> _Material shown_:
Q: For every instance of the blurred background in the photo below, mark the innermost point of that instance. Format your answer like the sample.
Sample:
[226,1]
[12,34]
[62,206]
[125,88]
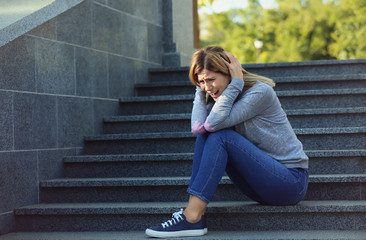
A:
[261,31]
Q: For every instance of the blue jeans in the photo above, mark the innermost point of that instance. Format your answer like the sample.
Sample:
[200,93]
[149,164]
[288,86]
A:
[255,173]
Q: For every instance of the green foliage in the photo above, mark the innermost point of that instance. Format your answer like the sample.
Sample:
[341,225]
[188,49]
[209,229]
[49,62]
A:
[296,30]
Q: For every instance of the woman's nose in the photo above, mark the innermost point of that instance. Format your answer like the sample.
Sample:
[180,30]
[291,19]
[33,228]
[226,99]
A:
[208,87]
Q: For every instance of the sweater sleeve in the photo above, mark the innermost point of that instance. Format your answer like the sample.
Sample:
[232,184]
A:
[228,113]
[199,112]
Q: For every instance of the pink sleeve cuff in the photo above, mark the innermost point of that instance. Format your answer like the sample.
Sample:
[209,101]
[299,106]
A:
[198,128]
[208,127]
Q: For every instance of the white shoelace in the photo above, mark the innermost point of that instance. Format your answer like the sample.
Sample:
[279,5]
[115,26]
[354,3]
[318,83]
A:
[176,218]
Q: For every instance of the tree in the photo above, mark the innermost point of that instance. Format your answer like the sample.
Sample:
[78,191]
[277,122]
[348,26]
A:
[296,30]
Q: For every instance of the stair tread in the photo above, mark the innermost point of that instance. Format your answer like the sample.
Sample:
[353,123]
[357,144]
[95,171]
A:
[160,135]
[176,181]
[129,157]
[185,116]
[169,207]
[212,235]
[189,156]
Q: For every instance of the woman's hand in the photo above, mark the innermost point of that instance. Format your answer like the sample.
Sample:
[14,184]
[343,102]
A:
[234,66]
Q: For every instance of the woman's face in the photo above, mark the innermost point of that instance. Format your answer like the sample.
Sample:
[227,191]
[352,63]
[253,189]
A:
[213,83]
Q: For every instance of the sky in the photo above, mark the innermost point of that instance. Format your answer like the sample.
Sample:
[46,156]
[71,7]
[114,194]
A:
[224,5]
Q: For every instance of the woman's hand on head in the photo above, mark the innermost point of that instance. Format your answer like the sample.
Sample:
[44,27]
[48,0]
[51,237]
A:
[234,66]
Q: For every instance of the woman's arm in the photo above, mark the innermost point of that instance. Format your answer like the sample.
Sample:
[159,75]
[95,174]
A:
[226,113]
[199,112]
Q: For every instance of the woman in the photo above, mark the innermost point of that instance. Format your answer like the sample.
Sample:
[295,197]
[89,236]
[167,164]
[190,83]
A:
[241,128]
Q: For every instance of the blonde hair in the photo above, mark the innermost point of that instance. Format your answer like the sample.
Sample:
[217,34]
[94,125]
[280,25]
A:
[211,58]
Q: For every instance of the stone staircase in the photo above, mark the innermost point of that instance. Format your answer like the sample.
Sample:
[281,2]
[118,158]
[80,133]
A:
[136,173]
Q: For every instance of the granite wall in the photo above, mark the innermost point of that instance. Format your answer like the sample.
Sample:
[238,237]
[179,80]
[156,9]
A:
[59,80]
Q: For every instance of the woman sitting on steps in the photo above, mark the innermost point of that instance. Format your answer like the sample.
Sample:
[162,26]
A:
[240,128]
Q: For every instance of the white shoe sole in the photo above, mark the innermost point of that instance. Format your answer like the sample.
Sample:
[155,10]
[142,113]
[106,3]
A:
[183,233]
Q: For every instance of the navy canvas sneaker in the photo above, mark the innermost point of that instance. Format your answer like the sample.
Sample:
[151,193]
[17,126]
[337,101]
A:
[178,227]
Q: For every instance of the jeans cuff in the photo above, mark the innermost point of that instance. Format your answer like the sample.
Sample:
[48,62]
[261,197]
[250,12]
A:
[199,195]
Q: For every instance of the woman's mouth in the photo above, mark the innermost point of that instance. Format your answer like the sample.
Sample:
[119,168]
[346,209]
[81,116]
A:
[215,94]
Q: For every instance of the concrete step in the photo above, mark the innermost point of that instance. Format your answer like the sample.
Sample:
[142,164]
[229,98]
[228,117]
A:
[285,69]
[173,164]
[303,118]
[311,82]
[170,189]
[294,99]
[221,216]
[183,142]
[212,235]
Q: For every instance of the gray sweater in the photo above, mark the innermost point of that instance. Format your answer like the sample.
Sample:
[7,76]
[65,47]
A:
[257,115]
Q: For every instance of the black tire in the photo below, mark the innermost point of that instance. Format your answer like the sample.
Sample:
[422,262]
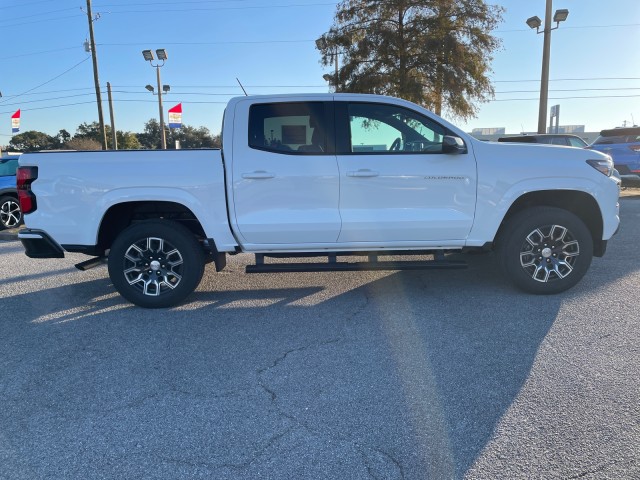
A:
[10,213]
[156,264]
[545,250]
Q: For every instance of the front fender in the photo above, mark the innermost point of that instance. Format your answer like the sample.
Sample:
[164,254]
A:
[494,201]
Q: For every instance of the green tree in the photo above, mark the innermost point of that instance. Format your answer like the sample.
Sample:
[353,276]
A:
[83,143]
[32,141]
[91,131]
[433,52]
[188,136]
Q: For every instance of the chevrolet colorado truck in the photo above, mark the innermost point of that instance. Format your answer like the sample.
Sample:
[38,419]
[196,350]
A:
[369,178]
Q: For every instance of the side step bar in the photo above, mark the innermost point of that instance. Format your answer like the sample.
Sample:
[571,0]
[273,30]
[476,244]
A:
[333,265]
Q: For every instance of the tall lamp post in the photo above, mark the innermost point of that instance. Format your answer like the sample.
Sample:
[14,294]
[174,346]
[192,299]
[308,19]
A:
[535,22]
[162,56]
[321,44]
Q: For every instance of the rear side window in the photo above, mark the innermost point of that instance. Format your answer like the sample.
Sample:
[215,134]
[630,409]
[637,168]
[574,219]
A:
[8,167]
[290,128]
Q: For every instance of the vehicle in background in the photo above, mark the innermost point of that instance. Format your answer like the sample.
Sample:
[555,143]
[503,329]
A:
[562,139]
[623,146]
[10,213]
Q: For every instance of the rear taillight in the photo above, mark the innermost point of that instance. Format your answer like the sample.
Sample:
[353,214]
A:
[24,178]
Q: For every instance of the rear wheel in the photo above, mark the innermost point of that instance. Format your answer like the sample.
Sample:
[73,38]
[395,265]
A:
[545,250]
[10,213]
[156,264]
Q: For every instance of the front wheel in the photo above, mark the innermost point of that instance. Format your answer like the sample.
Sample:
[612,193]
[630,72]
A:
[545,250]
[156,264]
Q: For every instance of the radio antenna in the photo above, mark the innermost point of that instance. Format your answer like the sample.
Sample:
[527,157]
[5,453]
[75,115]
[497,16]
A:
[245,92]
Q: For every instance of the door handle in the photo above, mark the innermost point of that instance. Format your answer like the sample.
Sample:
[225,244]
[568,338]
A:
[363,173]
[258,175]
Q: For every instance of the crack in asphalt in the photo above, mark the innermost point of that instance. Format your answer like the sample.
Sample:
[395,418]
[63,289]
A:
[364,450]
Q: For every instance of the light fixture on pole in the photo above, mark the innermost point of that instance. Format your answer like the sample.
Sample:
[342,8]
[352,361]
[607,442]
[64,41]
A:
[535,22]
[162,90]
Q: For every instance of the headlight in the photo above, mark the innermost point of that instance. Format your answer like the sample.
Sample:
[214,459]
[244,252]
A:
[603,166]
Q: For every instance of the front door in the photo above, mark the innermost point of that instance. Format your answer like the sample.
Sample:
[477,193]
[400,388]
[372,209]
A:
[396,185]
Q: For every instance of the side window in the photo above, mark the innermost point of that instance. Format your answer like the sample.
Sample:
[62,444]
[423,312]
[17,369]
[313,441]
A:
[292,128]
[386,128]
[8,168]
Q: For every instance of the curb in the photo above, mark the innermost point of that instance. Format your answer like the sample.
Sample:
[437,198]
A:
[9,236]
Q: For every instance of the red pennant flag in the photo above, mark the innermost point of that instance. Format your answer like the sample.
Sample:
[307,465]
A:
[175,116]
[15,122]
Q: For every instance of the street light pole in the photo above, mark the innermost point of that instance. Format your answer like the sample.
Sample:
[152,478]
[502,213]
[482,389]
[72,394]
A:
[544,79]
[163,136]
[94,57]
[535,22]
[162,55]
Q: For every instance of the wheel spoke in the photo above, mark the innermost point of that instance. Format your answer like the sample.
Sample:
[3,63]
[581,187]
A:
[153,266]
[549,253]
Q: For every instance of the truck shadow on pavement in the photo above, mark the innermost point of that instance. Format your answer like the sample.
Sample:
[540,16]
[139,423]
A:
[398,376]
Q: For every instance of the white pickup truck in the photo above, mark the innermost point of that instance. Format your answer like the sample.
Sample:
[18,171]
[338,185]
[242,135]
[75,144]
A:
[342,176]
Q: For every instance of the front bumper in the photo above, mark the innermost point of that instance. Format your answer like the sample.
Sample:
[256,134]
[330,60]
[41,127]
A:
[38,244]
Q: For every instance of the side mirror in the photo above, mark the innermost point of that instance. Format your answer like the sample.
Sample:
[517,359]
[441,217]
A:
[453,145]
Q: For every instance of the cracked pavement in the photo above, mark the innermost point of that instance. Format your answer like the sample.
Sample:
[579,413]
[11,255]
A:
[353,375]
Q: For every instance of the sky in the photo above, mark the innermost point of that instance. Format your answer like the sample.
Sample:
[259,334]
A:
[269,46]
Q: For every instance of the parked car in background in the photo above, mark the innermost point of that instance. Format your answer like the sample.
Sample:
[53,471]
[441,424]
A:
[565,139]
[10,213]
[623,145]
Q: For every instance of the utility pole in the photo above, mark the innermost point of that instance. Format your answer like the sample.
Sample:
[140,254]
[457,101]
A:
[94,57]
[114,139]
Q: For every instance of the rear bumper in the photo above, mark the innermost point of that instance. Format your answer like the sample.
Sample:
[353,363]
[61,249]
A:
[38,244]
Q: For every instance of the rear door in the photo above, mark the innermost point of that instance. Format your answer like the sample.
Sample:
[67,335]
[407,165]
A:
[285,181]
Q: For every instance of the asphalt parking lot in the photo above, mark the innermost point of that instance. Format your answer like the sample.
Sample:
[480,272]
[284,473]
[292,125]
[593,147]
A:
[357,375]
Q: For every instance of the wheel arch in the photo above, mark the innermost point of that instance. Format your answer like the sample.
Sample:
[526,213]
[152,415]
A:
[581,204]
[121,215]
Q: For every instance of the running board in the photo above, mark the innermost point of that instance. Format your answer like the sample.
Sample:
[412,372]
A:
[334,266]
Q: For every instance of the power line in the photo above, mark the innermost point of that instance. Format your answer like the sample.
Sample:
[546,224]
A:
[48,81]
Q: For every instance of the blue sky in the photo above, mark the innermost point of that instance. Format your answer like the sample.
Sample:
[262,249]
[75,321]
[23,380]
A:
[269,46]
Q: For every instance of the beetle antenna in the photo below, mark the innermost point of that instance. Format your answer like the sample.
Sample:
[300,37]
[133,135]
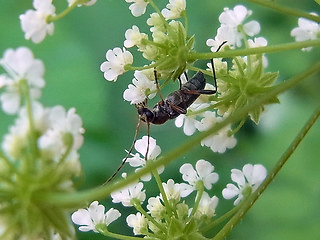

> _Exercise brief_: Reproduce every line from the one that contains "Q: For every instance of the asphalt" through the end of the rows, requests and samples included, but add 59 to each coordinate in the answers only. Leave the pictures out.

> _Right answer_:
Q: For every instance of the asphalt parking lot in the photo above, mark the innermost point of that instance. Format your answer like the sample.
Sample:
[480,272]
[284,473]
[292,125]
[593,147]
A:
[416,434]
Q: For every instance of the wheel arch in the photo above, mark the innermost point of that instance. Format your answer like the sample.
Sample:
[526,213]
[152,415]
A:
[640,263]
[180,274]
Q: For every instance of the running board in the photo above, mark the innermost point of that instance. Format your answer like the sample.
Sample:
[412,372]
A:
[393,325]
Q: For every instance of the power line in the photo above, mark the innermost point of that instance. Format your answer like the sample.
Sample:
[546,224]
A:
[107,140]
Q: For every instance of the blue sky in the photo above, mark the innermost point of that instance. Format your answer like the sample.
Sample:
[262,249]
[75,321]
[23,380]
A:
[328,105]
Q: For every instance of the beetle antenna in the photo below, mark the innermost point of that instance. Format your answer like the sample.
Sample:
[300,37]
[133,135]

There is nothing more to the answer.